### ТЕКСТ

▶

Наверно, потому что фамилия Браун в Америке так же распространена, как Иванов в России,- ответил наш дипломат.

…Нынешние наши «демократы» сумели объединить эти два цвета в один – красно-коричневый. Но это так, к слову…

Я считал нашей громадной победой мою поездку в 1942 году и ее результаты,- говорит Молотов,- потому что мы ведь знали, что они не могут пойти на это, а заставили их согласиться и подписать. Сталин давал еще указания, чтоб мы требовали от них оттянуть 30-40 дивизий на себя. И когда я к Рузвельту приехал и сказал, в душе подивился тому, что он ответил: «Законное, правильное требование». А сам он видел только доллары и думал, наверное: «И все равно вы к нам придете кланяться».

Рузвельт подписал и коммюнике об открытии второго фронта в Европе, и договор, и соглашение о поставках по ленд-лизу – убежденный, что Черчилль в Лондоне сделал то же самое…

Американский президент тепло принимал второе лицо Советского государства. Подарил свой портрет с надписью: «Моему другу Вячеславу Молотову от Франклина Рузвельта. Май 30, 1942».

◀

### ПРИЛОЖЕННЫЕ СТРОКИ
▶

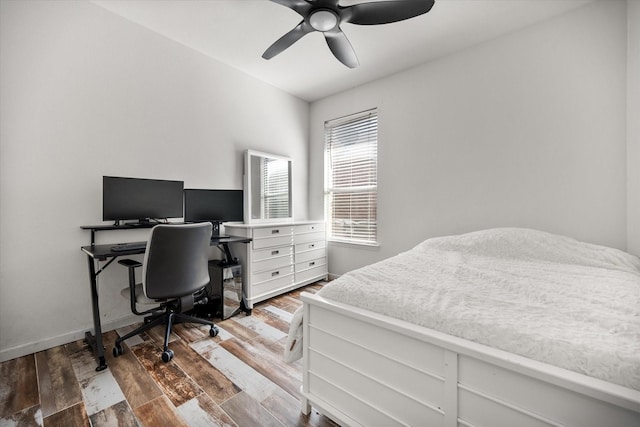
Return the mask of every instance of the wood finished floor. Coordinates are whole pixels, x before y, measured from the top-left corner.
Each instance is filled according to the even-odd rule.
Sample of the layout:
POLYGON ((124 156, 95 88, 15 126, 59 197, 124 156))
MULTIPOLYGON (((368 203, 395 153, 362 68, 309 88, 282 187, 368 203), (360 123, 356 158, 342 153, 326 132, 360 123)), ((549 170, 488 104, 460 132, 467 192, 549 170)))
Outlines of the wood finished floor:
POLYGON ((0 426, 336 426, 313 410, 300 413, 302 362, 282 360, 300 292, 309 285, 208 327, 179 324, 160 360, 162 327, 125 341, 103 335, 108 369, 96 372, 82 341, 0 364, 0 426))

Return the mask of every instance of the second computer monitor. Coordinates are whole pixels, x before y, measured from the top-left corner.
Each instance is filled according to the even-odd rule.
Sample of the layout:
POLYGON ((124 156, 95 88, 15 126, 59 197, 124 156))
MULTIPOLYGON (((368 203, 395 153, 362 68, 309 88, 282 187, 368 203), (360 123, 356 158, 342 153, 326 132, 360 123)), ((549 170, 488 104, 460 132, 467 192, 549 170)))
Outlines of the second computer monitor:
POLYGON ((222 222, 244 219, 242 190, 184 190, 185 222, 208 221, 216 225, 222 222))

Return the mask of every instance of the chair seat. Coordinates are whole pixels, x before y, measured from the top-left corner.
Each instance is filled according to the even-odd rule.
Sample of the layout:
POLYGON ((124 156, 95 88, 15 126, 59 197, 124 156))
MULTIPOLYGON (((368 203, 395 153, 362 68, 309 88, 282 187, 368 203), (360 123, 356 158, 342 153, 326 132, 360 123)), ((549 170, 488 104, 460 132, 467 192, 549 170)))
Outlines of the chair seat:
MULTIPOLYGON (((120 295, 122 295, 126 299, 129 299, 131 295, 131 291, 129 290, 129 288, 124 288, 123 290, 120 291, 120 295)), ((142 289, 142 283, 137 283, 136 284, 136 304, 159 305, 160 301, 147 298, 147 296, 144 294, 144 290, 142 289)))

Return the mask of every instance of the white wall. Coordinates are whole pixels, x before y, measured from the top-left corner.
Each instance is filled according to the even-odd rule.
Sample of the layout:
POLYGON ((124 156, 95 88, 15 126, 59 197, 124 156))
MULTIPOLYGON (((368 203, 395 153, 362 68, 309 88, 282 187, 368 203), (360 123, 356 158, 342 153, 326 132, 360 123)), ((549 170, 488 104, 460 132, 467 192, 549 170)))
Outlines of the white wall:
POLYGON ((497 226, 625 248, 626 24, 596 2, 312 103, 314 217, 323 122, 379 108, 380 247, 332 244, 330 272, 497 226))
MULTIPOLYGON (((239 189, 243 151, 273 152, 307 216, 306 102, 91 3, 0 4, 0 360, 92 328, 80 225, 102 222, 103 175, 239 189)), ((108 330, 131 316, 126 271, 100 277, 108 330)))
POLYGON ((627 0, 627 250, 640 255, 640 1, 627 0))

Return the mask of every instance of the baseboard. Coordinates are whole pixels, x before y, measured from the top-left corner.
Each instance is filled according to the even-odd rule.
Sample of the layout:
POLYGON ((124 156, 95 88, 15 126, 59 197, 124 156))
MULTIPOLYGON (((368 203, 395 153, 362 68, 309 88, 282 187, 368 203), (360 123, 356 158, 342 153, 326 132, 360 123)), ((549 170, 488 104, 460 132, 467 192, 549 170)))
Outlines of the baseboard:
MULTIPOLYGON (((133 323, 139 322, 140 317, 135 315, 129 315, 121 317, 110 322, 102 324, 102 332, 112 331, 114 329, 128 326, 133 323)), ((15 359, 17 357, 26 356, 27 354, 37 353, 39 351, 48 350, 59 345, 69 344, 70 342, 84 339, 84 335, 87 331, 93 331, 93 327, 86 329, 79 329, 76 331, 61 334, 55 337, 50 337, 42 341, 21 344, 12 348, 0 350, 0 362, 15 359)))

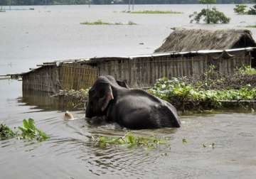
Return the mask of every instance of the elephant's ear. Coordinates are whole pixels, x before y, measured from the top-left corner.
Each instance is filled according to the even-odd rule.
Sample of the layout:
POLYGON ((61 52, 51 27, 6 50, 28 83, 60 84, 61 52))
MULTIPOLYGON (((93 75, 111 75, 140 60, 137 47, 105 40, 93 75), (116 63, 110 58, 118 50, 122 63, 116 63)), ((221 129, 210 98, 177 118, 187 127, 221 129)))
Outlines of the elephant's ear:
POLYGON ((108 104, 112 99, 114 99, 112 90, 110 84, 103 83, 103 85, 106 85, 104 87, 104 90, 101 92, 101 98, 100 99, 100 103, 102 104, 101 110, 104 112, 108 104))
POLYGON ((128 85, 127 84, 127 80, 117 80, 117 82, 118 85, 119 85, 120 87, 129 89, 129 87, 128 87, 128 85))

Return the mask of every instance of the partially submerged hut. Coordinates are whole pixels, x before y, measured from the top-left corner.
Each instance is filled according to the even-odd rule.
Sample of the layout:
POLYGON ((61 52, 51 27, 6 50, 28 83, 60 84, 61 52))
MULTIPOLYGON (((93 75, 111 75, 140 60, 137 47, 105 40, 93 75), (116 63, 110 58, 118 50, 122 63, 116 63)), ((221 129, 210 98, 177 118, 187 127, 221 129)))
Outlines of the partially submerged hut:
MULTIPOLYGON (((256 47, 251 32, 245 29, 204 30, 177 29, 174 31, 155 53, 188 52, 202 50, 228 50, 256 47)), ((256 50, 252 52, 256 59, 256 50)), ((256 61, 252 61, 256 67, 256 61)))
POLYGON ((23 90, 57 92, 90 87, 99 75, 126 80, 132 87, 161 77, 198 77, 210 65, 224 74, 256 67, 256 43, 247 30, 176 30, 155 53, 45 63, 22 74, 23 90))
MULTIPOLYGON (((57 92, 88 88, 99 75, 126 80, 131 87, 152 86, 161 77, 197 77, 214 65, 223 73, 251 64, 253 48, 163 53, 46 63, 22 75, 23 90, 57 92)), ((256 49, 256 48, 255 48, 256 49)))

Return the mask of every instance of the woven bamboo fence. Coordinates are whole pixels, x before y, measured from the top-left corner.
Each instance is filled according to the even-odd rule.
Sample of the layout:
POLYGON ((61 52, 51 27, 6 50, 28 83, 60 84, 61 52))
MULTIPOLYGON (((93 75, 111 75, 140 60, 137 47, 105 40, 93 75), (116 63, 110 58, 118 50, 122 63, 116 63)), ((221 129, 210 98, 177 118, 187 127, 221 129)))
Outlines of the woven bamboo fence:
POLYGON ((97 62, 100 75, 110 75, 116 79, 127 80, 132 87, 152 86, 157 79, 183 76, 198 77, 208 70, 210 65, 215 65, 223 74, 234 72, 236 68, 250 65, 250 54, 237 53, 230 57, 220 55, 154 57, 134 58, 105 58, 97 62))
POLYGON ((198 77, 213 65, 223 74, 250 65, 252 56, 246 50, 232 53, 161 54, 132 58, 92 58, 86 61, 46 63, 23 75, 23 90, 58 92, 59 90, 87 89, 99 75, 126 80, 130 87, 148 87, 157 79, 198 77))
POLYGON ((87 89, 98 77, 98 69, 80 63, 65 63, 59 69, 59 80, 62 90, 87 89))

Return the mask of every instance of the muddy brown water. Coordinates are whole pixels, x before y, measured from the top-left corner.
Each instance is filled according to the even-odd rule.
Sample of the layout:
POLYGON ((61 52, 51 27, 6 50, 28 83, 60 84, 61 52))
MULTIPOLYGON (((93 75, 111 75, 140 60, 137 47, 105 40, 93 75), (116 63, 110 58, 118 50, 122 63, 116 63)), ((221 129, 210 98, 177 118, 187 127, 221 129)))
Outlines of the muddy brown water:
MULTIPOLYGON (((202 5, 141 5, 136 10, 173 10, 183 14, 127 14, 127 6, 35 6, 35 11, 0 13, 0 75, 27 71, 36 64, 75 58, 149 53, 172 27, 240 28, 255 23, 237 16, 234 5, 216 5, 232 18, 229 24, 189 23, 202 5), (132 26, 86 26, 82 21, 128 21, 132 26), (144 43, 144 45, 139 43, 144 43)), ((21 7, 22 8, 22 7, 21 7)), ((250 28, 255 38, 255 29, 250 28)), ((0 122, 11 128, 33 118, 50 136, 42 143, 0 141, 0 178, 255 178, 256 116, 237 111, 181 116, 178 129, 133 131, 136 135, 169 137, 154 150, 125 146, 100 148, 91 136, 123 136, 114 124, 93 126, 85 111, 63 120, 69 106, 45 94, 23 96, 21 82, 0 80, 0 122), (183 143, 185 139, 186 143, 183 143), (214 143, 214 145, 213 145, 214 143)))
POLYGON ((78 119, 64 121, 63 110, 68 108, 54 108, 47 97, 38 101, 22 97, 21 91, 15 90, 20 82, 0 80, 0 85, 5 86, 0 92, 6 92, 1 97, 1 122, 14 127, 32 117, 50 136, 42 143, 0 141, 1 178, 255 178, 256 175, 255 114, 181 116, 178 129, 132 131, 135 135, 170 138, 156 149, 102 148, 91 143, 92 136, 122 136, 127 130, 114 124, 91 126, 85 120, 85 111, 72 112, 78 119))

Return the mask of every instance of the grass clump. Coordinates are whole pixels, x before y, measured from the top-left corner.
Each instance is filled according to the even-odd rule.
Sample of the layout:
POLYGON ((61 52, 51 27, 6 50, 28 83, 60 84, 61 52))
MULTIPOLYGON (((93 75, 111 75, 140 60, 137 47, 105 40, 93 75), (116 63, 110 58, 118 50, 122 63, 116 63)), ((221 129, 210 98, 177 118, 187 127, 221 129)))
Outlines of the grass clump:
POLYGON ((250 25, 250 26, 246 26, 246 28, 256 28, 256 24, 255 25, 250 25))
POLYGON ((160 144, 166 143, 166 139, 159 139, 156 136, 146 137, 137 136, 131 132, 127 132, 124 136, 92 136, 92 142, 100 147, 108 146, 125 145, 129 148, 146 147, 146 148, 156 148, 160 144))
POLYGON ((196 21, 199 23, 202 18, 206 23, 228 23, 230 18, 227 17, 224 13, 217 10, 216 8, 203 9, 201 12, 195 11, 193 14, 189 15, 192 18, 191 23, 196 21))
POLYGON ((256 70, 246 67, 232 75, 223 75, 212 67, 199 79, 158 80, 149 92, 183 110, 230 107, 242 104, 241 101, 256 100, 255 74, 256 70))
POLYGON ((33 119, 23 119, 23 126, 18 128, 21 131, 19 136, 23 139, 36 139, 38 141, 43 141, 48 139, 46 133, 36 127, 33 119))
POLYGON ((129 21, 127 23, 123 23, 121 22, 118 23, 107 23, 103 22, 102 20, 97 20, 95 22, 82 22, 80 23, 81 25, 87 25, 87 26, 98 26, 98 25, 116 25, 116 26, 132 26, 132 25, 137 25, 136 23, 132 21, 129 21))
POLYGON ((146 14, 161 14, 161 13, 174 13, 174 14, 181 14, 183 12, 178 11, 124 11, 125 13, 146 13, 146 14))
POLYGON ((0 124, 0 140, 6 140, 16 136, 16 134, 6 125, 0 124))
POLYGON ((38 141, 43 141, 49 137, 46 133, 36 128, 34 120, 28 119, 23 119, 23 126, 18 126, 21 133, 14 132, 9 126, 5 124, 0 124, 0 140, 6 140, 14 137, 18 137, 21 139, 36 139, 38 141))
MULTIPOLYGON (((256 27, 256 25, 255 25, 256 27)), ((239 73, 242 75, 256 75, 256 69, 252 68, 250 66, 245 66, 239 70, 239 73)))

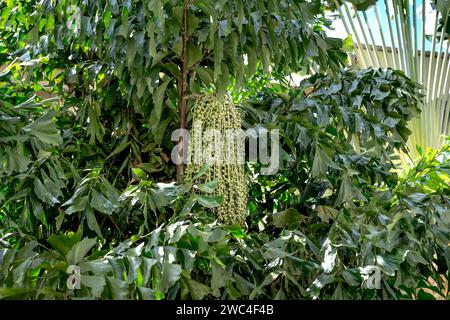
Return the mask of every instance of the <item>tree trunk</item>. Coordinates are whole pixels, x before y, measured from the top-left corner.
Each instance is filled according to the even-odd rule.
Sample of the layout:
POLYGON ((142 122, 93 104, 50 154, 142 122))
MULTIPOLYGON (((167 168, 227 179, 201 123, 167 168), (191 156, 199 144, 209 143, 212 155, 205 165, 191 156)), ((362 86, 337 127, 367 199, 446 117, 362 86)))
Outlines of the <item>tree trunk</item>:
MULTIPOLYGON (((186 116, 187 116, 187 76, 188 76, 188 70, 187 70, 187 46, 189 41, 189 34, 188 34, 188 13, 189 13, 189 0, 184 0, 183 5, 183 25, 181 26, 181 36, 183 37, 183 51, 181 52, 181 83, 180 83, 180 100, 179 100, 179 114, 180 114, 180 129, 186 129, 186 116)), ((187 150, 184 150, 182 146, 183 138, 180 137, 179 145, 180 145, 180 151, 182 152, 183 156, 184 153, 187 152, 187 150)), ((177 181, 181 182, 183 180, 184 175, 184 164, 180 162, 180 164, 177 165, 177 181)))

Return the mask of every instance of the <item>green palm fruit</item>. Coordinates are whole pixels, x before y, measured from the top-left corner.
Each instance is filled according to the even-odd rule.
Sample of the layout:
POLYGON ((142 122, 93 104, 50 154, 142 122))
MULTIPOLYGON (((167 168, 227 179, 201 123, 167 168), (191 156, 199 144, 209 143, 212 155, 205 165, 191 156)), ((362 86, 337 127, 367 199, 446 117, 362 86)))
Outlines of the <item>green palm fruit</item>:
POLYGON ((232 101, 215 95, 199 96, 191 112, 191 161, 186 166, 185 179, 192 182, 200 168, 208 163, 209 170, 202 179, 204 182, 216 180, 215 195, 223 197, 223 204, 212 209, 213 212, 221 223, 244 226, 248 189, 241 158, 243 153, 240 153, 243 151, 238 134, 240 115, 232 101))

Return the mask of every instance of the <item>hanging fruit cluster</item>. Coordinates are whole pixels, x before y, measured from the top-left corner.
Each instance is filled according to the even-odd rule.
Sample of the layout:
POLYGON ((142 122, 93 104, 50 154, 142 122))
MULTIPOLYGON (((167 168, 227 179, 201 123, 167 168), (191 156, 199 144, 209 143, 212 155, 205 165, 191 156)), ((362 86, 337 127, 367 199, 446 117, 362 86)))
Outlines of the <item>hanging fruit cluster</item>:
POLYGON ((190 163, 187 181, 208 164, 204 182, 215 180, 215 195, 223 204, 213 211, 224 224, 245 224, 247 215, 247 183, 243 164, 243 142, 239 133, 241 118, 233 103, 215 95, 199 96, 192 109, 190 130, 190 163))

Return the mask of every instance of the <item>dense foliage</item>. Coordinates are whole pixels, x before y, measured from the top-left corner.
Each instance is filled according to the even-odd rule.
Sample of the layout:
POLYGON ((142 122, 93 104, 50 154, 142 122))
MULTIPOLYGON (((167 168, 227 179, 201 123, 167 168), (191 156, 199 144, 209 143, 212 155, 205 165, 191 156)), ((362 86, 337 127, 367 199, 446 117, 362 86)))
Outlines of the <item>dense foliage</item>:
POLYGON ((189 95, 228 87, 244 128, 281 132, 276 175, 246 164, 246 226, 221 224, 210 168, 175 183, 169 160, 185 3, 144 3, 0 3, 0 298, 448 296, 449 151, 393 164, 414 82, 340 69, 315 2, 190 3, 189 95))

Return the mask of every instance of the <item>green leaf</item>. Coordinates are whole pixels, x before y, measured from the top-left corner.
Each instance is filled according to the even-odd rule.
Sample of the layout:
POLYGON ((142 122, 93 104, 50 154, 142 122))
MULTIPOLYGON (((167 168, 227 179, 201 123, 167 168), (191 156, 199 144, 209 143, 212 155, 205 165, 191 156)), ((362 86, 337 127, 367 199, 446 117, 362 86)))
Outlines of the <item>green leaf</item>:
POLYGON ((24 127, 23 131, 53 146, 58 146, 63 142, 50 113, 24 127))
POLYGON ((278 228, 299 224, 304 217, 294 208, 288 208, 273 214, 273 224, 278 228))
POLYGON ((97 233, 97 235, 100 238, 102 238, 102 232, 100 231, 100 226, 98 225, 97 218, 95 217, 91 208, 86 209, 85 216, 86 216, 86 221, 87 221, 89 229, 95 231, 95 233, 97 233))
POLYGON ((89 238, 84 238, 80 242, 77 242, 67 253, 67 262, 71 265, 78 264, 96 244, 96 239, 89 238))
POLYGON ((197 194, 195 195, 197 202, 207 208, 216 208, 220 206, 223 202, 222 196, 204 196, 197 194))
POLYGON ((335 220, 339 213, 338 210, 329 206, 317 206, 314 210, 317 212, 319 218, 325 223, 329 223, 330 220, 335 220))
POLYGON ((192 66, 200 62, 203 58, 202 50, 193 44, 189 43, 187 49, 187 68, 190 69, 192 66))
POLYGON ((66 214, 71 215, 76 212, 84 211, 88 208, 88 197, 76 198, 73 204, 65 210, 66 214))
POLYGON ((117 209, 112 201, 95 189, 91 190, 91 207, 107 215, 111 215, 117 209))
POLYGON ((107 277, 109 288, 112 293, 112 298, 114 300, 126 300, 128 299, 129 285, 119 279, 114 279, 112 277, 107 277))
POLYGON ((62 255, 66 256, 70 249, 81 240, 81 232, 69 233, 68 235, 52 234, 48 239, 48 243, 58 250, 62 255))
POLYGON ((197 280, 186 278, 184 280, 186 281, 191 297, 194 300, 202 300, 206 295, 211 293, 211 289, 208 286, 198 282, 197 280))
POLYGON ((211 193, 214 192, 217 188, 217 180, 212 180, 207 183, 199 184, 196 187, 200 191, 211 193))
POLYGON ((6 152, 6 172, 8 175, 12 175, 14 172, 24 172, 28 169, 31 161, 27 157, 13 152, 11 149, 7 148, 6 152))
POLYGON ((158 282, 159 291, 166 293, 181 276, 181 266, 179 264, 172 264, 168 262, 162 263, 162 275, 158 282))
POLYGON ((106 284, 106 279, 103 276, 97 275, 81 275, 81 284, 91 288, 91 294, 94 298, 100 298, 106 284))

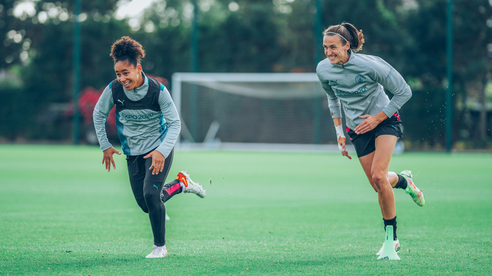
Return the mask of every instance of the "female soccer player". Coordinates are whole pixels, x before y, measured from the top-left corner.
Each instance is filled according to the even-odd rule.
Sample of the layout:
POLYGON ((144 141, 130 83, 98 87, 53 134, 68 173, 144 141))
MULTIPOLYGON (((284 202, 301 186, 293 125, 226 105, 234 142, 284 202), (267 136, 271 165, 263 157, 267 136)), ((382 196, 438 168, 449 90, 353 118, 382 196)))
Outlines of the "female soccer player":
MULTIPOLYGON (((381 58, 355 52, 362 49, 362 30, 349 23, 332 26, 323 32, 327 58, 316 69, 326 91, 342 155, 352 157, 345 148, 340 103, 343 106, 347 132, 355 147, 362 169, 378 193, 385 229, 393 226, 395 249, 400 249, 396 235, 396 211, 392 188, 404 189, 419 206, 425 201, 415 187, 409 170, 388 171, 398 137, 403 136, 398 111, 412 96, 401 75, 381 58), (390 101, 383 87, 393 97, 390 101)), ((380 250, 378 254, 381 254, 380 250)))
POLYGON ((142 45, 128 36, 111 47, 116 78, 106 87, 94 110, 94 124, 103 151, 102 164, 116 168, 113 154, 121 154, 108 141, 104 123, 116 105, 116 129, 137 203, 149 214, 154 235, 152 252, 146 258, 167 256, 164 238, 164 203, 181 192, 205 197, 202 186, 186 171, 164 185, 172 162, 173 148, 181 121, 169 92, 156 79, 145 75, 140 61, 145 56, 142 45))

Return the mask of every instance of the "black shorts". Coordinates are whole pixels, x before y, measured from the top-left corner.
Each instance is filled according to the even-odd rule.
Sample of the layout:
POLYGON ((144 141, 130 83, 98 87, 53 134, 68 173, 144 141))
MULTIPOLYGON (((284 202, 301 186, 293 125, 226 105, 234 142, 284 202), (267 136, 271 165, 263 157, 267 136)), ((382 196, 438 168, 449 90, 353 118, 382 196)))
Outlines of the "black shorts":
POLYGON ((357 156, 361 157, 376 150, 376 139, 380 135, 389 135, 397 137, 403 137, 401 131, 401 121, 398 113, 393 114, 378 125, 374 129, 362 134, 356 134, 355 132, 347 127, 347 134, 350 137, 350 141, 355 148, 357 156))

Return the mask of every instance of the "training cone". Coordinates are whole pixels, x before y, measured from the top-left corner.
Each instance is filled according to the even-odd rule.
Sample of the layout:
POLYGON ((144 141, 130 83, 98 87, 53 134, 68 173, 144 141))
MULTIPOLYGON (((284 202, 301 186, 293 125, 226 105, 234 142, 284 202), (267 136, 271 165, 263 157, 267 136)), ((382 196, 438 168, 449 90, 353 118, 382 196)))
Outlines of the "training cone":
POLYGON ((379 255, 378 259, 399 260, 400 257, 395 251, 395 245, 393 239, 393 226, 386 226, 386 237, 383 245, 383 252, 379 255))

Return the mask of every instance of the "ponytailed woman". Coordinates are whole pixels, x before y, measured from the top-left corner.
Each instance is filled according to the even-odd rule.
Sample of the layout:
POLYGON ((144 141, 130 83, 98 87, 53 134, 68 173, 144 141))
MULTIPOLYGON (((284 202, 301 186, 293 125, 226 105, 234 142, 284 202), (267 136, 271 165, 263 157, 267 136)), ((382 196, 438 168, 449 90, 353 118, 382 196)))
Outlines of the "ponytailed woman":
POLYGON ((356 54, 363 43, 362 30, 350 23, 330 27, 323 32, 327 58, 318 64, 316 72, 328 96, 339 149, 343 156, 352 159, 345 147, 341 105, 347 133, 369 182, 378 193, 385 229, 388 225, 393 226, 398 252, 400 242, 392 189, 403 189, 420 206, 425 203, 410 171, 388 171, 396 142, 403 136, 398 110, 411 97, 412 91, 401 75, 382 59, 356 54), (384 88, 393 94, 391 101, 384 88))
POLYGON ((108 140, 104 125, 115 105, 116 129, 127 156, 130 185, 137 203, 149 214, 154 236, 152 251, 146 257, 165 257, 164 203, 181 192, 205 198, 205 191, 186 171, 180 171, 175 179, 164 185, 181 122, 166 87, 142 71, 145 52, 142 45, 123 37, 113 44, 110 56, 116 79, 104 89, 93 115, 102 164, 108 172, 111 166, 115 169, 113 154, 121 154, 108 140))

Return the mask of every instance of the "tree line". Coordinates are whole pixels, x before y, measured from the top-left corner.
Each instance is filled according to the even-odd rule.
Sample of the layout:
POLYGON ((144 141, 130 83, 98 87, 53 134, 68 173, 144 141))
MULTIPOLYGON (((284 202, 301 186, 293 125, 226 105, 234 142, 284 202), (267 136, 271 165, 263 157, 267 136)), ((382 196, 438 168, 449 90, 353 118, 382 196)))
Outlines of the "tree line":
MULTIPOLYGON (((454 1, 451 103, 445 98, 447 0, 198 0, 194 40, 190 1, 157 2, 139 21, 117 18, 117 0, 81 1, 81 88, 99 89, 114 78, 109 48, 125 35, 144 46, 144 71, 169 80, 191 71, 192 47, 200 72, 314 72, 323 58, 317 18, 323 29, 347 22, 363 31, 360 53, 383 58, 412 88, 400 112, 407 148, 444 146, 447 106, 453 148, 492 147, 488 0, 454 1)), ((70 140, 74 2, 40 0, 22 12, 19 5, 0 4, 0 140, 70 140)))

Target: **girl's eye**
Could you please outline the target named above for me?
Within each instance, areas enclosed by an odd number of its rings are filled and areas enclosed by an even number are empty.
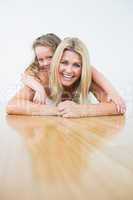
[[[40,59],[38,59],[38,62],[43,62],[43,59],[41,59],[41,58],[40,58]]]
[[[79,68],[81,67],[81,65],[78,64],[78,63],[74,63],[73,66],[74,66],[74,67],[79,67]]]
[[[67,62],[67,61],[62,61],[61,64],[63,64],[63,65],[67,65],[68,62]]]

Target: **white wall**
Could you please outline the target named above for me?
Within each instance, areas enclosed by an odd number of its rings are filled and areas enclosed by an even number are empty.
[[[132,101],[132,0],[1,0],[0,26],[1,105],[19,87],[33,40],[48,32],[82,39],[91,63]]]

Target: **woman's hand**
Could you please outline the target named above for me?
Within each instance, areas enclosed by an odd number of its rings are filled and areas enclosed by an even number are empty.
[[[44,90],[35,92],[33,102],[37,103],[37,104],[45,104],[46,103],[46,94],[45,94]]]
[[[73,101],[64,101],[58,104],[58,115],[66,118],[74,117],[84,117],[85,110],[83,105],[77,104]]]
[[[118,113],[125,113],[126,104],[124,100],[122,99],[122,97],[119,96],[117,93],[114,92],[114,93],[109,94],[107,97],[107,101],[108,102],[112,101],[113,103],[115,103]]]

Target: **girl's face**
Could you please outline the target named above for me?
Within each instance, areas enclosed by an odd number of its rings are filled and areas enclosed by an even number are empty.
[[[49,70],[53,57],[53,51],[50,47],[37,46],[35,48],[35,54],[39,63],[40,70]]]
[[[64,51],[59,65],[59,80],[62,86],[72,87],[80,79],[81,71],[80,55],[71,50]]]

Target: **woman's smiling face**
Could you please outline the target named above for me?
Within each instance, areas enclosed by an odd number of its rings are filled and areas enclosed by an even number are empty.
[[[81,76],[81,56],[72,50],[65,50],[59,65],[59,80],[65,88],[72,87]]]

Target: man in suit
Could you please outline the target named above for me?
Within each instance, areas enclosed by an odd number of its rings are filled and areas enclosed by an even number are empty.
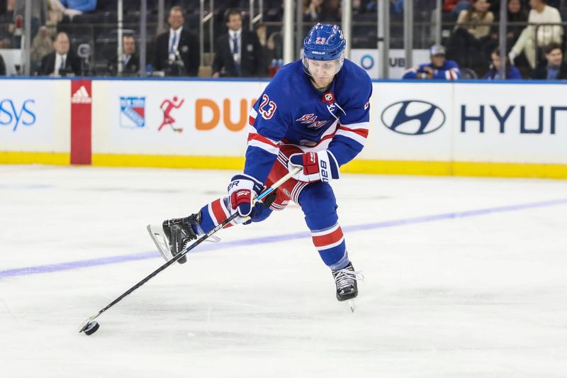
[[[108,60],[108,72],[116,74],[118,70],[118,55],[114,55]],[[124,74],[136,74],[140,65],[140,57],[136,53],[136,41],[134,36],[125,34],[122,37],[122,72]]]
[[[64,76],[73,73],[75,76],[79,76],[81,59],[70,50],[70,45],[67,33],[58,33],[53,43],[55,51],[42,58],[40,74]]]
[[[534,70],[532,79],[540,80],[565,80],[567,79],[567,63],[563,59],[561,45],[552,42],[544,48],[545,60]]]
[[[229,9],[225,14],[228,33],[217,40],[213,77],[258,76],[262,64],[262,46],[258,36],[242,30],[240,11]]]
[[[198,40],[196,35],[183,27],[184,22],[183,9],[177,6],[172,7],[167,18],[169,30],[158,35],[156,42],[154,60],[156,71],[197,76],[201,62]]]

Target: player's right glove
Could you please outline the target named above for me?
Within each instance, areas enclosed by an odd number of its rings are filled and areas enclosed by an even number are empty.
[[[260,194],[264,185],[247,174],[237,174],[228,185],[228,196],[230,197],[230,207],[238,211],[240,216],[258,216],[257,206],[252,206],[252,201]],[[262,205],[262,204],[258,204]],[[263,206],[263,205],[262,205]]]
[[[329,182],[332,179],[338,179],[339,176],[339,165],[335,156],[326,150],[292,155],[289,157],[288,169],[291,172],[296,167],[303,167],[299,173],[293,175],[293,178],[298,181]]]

◀

### ЧТО СДЕЛАТЬ
Повторите слово в слово весь текст о поездке Молотова к Рузвельту. Строки для этого не нужны.

### ПОЛНЫЙ ОТВЕТ
Наверно, потому что фамилия Браун в Америке так же распространена, как Иванов в России,- ответил наш дипломат.

…Нынешние наши «демократы» сумели объединить эти два цвета в один – красно-коричневый. Но это так, к слову…

Я считал нашей громадной победой мою поездку в 1942 году и ее результаты,- говорит Молотов,- потому что мы ведь знали, что они не могут пойти на это, а заставили их согласиться и подписать. Сталин давал еще указания, чтоб мы требовали от них оттянуть 30-40 дивизий на себя. И когда я к Рузвельту приехал и сказал, в душе подивился тому, что он ответил: «Законное, правильное требование». А сам он видел только доллары и думал, наверное: «И все равно вы к нам придете кланяться».

Рузвельт подписал и коммюнике об открытии второго фронта в Европе, и договор, и соглашение о поставках по ленд-лизу – убежденный, что Черчилль в Лондоне сделал то же самое…

Американский президент тепло принимал второе лицо Советского государства. Подарил свой портрет с надписью: «Моему другу Вячеславу Молотову от Франклина Рузвельта. Май 30, 1942».